▶ [DIRECTIONS] Continue the PySpark answer about giving each name a unique ID, picking up after its last line of code.

Well you have two options I can think of. In case you have only unique names, you can simply apply the monotonically_increasing_id function. This will create an unique but not consecutive id for each row.
import pyspark.sql.functions as F
from pyspark.ml.feature import StringIndexer
l = [
('nameone', ),
('nametwo', ),
('nameone', )
]
columns = ['Name']
df=spark.createDataFrame(l, columns)
#use Name instead of uniqueId to overwrite the column
df = df.withColumn('uniqueId', F.monotonically_increasing_id())
df.show()

Bounding-box records:
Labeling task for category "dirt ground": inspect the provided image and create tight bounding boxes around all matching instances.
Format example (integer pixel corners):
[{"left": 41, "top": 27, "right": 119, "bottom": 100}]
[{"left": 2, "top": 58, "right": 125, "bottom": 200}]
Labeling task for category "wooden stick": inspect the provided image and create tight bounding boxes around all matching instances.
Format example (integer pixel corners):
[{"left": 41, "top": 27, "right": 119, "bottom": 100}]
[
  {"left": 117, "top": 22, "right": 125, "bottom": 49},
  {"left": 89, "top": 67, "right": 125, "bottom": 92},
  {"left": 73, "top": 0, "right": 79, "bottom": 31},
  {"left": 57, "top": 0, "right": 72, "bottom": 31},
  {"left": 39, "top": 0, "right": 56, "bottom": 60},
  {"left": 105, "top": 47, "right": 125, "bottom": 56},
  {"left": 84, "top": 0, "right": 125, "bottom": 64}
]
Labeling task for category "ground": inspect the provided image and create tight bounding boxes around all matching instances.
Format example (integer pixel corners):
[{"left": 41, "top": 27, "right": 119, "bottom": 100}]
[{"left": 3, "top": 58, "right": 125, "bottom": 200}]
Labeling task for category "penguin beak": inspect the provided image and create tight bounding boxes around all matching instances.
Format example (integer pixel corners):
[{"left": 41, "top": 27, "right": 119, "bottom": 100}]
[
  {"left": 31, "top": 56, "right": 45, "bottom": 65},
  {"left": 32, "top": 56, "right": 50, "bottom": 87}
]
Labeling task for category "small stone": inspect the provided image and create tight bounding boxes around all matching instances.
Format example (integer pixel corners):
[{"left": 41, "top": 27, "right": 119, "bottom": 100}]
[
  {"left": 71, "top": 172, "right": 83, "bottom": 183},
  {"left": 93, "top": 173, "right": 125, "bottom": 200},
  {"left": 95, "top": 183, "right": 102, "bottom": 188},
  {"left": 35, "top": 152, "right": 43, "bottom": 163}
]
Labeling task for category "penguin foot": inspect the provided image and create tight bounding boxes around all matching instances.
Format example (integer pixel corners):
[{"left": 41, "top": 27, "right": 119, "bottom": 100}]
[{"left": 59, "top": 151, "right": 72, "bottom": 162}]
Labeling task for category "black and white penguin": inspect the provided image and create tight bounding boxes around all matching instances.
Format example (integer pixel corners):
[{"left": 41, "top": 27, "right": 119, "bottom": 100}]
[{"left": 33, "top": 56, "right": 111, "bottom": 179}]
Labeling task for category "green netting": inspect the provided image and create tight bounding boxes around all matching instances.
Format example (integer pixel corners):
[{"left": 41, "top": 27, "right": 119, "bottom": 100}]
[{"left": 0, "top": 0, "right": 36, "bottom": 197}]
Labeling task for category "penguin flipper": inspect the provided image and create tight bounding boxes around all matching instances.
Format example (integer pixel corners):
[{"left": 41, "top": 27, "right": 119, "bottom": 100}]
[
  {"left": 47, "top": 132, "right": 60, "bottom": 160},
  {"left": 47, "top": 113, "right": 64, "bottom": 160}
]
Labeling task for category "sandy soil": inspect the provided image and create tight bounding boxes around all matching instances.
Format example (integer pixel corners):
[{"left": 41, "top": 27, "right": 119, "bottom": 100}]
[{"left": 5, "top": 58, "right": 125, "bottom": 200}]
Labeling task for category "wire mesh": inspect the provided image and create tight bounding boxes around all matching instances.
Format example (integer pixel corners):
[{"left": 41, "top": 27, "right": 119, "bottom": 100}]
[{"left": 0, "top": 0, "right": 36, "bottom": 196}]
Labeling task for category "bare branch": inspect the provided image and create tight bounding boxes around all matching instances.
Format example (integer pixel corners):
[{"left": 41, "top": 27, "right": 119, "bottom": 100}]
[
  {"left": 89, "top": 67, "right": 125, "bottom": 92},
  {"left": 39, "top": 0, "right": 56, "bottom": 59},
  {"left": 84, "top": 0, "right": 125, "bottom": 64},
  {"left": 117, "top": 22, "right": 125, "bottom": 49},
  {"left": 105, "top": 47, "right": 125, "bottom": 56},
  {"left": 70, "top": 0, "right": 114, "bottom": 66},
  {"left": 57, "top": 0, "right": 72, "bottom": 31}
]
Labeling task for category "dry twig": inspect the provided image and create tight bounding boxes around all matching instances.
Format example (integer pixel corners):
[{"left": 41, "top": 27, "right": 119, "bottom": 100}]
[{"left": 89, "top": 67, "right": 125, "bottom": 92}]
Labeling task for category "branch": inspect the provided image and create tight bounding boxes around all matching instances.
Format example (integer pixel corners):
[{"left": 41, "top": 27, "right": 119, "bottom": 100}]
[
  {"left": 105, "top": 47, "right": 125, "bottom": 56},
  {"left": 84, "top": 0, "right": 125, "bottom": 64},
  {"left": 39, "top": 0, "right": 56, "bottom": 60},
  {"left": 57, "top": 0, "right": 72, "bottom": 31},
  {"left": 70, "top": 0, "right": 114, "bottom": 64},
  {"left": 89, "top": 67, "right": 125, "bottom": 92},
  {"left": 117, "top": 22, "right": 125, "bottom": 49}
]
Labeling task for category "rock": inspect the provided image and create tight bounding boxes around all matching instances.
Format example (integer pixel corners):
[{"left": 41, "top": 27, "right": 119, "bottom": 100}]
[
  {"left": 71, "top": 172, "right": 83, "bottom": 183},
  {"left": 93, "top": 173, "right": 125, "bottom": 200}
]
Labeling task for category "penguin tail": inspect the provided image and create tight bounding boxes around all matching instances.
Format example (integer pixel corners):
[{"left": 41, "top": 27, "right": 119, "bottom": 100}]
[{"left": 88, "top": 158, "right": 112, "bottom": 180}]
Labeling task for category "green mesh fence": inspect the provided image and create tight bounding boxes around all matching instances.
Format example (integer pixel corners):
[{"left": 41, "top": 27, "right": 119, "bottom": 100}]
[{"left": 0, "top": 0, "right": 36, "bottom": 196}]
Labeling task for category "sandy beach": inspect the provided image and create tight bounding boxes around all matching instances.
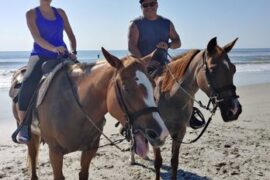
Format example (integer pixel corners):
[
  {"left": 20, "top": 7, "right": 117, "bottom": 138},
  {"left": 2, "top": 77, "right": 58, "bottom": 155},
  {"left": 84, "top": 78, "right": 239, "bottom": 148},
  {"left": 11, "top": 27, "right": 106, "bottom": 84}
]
[{"left": 0, "top": 84, "right": 270, "bottom": 180}]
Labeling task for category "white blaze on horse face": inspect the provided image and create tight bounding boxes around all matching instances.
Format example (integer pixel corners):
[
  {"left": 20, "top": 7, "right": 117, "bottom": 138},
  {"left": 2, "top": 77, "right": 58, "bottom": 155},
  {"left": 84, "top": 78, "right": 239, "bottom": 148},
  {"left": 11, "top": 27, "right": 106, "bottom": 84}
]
[
  {"left": 91, "top": 62, "right": 105, "bottom": 71},
  {"left": 223, "top": 60, "right": 230, "bottom": 69},
  {"left": 136, "top": 71, "right": 169, "bottom": 140},
  {"left": 136, "top": 71, "right": 156, "bottom": 107}
]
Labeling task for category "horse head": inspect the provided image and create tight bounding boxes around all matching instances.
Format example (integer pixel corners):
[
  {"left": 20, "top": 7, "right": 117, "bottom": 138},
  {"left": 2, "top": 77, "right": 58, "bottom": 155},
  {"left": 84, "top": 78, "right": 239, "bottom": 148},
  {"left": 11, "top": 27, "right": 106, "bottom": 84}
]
[
  {"left": 102, "top": 48, "right": 169, "bottom": 157},
  {"left": 197, "top": 37, "right": 242, "bottom": 122}
]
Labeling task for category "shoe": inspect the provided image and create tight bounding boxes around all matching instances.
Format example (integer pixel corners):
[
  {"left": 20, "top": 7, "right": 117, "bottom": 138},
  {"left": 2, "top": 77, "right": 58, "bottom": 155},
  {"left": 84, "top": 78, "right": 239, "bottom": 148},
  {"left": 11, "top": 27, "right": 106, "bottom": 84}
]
[
  {"left": 17, "top": 126, "right": 30, "bottom": 144},
  {"left": 189, "top": 107, "right": 205, "bottom": 129}
]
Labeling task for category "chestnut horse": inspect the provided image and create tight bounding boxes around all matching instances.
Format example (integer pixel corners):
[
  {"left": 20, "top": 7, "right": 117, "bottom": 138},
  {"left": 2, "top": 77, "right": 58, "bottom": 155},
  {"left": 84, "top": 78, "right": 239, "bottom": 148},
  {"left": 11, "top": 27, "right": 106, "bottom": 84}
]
[
  {"left": 14, "top": 49, "right": 169, "bottom": 179},
  {"left": 131, "top": 38, "right": 242, "bottom": 179}
]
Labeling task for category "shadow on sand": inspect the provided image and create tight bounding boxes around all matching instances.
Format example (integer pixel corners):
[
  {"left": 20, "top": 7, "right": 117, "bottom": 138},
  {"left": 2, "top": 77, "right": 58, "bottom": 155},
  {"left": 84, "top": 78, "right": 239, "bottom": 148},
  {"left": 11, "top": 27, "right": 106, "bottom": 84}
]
[{"left": 134, "top": 159, "right": 212, "bottom": 180}]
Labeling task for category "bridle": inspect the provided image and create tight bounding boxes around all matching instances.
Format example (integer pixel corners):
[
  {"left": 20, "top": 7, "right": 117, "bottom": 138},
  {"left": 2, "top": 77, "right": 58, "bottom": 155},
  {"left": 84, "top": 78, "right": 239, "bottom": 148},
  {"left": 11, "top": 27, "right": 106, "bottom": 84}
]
[
  {"left": 203, "top": 51, "right": 239, "bottom": 104},
  {"left": 114, "top": 74, "right": 159, "bottom": 141},
  {"left": 165, "top": 50, "right": 239, "bottom": 144}
]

▶ [RESULT BELOW]
Output:
+-------+----------+
| Name| uniqueId|
+-------+----------+
|nameone| 0|
|nametwo|8589934592|
|nameone|8589934593|
+-------+----------+
In case you want to assign the same id to rows which have the same value for Name, you have to use a StringIndexer:
indexer = StringIndexer(inputCol="Name", outputCol="StringINdex")
df = indexer.fit(df).transform(df)
df.show()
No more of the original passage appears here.